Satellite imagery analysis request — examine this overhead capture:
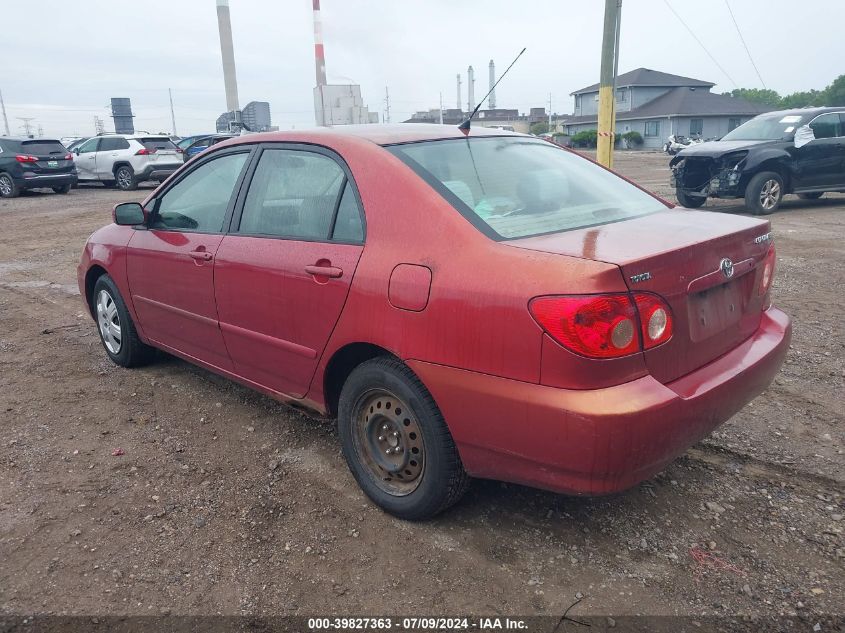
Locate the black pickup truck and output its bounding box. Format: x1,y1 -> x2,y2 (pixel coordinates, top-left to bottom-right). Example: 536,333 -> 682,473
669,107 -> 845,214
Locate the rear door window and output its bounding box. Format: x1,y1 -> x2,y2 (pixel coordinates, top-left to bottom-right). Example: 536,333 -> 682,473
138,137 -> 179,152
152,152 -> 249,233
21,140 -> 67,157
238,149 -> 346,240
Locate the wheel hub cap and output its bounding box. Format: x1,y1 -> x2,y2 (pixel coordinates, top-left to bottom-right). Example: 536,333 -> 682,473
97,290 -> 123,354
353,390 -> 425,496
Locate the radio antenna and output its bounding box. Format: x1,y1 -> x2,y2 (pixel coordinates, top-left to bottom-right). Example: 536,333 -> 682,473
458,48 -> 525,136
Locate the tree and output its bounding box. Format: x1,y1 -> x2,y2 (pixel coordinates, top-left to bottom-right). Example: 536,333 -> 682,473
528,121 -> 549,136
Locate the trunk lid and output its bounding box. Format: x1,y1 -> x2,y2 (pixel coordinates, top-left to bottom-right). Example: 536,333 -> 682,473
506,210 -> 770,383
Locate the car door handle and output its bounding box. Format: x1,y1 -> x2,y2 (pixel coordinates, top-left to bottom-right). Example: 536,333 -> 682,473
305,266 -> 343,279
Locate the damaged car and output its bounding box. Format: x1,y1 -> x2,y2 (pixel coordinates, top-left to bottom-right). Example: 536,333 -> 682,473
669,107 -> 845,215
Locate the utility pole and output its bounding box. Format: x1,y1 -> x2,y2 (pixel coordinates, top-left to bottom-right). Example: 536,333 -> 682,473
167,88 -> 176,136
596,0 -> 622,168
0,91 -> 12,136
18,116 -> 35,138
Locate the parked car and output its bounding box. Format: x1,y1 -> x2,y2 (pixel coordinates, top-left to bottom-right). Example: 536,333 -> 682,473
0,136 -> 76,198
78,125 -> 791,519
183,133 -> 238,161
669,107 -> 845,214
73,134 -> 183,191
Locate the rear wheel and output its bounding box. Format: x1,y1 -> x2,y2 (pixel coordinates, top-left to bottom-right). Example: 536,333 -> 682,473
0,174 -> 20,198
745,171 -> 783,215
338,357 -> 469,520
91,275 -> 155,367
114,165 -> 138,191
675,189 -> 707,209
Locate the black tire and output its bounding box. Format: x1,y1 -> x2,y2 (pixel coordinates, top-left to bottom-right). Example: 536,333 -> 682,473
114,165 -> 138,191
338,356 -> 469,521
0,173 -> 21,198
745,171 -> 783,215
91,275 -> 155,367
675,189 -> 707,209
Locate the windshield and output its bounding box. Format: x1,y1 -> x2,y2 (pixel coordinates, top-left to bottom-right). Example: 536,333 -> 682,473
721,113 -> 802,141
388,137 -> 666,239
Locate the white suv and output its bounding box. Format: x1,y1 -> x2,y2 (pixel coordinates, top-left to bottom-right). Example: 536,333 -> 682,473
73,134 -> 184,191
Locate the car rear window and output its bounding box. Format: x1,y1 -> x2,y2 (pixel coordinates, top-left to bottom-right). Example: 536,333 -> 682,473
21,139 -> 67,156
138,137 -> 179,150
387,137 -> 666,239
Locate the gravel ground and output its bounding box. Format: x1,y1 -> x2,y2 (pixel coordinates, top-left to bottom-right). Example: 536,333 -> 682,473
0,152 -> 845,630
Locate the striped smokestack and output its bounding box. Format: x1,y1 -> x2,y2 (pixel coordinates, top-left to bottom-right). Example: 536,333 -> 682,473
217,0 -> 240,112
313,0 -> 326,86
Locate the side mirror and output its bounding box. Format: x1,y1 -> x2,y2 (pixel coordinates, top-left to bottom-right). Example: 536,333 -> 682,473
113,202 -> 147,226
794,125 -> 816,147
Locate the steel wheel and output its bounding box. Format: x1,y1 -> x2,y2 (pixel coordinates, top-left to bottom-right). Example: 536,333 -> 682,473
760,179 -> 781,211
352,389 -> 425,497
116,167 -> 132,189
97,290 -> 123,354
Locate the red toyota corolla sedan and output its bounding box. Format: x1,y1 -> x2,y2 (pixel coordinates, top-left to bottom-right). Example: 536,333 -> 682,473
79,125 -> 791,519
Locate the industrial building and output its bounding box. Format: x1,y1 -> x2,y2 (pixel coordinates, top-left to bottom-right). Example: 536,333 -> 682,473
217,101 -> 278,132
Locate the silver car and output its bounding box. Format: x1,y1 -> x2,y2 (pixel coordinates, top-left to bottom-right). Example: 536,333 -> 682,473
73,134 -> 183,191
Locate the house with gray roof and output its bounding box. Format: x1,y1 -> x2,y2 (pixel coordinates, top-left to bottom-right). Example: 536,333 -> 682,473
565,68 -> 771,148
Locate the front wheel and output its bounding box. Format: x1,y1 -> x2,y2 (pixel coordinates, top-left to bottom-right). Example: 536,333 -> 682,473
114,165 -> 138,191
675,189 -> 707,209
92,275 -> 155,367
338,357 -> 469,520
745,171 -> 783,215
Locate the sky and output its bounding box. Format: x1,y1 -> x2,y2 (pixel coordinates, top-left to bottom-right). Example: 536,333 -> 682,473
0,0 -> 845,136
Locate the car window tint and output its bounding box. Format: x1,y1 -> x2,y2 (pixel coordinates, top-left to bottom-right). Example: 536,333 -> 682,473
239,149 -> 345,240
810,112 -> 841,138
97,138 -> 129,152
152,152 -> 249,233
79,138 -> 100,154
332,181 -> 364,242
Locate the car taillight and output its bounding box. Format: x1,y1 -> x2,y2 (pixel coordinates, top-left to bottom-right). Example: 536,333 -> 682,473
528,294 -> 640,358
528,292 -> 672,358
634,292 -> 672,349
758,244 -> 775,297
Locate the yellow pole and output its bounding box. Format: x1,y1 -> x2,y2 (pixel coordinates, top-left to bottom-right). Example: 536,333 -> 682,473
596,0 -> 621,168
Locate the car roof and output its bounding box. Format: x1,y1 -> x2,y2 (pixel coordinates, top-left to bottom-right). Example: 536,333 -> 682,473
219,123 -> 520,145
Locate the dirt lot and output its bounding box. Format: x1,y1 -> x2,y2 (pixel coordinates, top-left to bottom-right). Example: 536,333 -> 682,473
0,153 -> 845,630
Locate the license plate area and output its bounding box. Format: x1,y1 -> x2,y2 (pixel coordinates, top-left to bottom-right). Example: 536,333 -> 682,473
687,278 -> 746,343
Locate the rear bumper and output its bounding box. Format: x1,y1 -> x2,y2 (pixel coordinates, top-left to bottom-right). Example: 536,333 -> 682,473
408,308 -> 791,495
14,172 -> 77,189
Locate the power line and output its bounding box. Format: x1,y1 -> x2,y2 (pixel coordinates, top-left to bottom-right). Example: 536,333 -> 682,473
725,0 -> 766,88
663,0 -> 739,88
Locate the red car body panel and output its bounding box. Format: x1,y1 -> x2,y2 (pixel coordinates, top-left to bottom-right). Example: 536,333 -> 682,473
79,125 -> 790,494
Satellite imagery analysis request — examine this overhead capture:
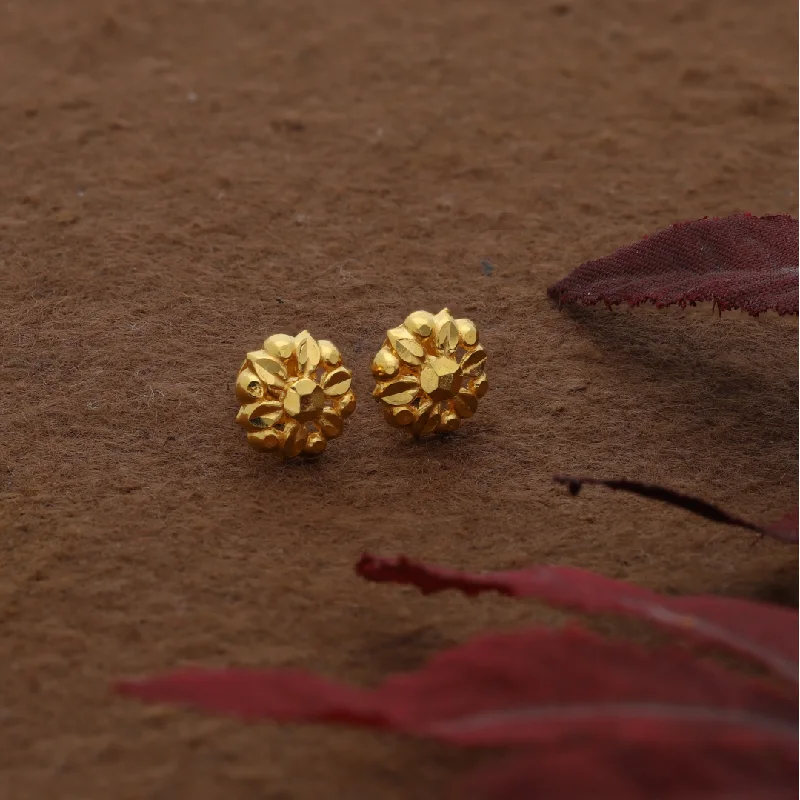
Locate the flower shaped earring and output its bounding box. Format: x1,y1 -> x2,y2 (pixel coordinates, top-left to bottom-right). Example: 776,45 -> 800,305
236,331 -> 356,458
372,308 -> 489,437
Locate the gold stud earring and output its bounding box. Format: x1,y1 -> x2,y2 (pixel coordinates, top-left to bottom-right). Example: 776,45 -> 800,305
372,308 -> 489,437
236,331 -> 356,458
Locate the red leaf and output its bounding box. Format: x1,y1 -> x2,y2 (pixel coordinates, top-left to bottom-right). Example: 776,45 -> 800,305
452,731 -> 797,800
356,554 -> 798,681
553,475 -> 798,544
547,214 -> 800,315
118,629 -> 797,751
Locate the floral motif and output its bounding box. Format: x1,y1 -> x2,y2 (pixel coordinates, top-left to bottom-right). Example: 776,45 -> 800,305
####################
Exercise: Extract the stretch of lines from the one containing "Locate the gravel" through the one containing "0,152 -> 845,630", reproducing those lines verbatim and including both ends.

Exercise result:
Locate the gravel ground and output its bounding box. Format: x1,y1 -> x2,y2 (pixel coordinates, top-left to bottom-right). Example: 536,333 -> 682,473
0,152 -> 845,630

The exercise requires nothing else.